# SSD wird nicht mehr erkannt: Standardtod oder Ausnahme?



## Bono333 (11. August 2015)

Hallo zusammen,

gestern Abend habe ich meinen PC nach normaler Funktion heruntergefahren. Beim späteren, erneuten Hochfahren (30 min danach) kam plötzlich die Standard-"Du kommst hier nicht rein"-Bootfehlermeldung "Reboot and Select proper Boot device or Insert Boot Media". Offenbar also ein Problem mit meiner Boot-SSD.
Wie befürchtet, war im Bios keine Spur mehr von der Platte.

Auch ein Kabel- bzw. Portwechsel brachten keinen Erfolg. Heute oder morgen Abend werde ich nochmal versuchen, die Platte an einen anderen PC anzustöpseln, um zu sehen, ob hier vielleicht etwas erkannt wird. Windows 10 ist (war) auch schon eine Woche auf der Platte, so dass ich einen direkten Zusammenhang eher ausschließe.

Da die Platte schon 4 Jahre alt ist, bin ich jetzt nicht komplett überrascht, dass das Teil plötzlich nicht mehr geht. Eine neue SSD ist auch schon bestellt. Zwar habe ich die gängigen "Präventivmaßnahmen" für ein langes SSD-Leben soweit beachtet (Auslagerungsdatei, Defragmentieren und so Kram) und auch nur die wichtigsten Programme auf der Platte laufen lassen, ohne großes Rauf- und Runterwerfen von Programmen, das hat unterm Strich aber scheinbar nicht viel geholfen.

▸ **Rohdaten**
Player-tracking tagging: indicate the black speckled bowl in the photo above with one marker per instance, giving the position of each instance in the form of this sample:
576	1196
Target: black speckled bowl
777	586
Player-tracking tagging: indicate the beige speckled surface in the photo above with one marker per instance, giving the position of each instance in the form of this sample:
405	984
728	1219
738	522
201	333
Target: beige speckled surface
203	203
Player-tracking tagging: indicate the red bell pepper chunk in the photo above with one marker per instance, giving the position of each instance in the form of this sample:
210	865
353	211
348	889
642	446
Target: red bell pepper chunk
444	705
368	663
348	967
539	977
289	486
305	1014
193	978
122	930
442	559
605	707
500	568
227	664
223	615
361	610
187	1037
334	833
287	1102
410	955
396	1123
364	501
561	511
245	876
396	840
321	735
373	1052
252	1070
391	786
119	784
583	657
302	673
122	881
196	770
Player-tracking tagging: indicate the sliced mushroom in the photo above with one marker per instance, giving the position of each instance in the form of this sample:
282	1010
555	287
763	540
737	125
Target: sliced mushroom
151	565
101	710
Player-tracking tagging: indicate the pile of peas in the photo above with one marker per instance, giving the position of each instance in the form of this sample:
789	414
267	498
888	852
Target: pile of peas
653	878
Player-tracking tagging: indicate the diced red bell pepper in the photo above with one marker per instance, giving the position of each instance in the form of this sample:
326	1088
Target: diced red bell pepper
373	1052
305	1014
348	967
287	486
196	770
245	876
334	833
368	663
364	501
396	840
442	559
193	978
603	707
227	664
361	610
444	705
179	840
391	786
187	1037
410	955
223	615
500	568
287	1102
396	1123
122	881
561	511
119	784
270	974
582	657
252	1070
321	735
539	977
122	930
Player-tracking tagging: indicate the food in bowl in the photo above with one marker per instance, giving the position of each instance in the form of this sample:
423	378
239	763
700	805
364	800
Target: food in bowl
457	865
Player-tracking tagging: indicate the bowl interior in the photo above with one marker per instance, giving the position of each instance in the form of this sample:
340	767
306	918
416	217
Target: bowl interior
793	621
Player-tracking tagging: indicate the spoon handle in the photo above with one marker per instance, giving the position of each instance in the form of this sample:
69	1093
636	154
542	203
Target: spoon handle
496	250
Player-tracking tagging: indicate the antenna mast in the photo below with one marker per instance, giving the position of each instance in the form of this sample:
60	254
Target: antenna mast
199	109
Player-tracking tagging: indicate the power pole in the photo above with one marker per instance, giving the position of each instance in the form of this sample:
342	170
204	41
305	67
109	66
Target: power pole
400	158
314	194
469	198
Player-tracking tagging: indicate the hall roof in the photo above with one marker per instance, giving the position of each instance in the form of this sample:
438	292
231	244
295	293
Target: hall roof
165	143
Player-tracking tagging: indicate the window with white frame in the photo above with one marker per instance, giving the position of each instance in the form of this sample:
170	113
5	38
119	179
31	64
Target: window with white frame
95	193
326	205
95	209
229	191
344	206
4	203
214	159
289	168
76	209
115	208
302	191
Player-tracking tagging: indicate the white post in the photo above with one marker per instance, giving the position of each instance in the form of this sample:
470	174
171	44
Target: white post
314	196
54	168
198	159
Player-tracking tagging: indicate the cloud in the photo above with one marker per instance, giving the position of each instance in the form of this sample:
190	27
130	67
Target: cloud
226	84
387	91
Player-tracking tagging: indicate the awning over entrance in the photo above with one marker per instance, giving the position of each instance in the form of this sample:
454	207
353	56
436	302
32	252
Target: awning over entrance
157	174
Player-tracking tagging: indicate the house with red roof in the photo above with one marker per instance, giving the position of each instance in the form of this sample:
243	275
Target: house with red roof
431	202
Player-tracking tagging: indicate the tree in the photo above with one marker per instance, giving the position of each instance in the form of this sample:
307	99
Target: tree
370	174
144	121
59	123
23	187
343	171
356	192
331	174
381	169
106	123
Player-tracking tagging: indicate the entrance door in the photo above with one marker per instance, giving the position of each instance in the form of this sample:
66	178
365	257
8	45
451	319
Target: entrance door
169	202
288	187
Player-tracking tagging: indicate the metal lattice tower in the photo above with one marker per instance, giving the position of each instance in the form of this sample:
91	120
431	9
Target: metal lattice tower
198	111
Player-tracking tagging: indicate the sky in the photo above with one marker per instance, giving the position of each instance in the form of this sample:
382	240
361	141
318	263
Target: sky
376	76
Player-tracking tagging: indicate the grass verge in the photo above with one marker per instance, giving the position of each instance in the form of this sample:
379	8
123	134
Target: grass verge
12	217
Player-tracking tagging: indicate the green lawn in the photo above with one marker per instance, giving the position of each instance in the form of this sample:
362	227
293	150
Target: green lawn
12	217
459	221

▸ **Ziel der Aufgabe**
Beantworten Sie mithilfe des Forenbeitrags zur nicht mehr erkannten SSD diese Fragen:
(a) Welche Fehlermeldung erschien beim erneuten Hochfahren des PCs?
(b) Wie alt ist die Platte?
(c) Seit wie langer Zeit war Windows 10 bereits auf der Platte installiert?
Die Einträge haben mit dem Textauszug inhaltlich nichts zu tun.

▸ **Vollständige Lösung**
(a) "Reboot and Select proper Boot device or Insert Boot Media"
(b) Sie ist 4 Jahre alt.
(c) Seit einer Woche.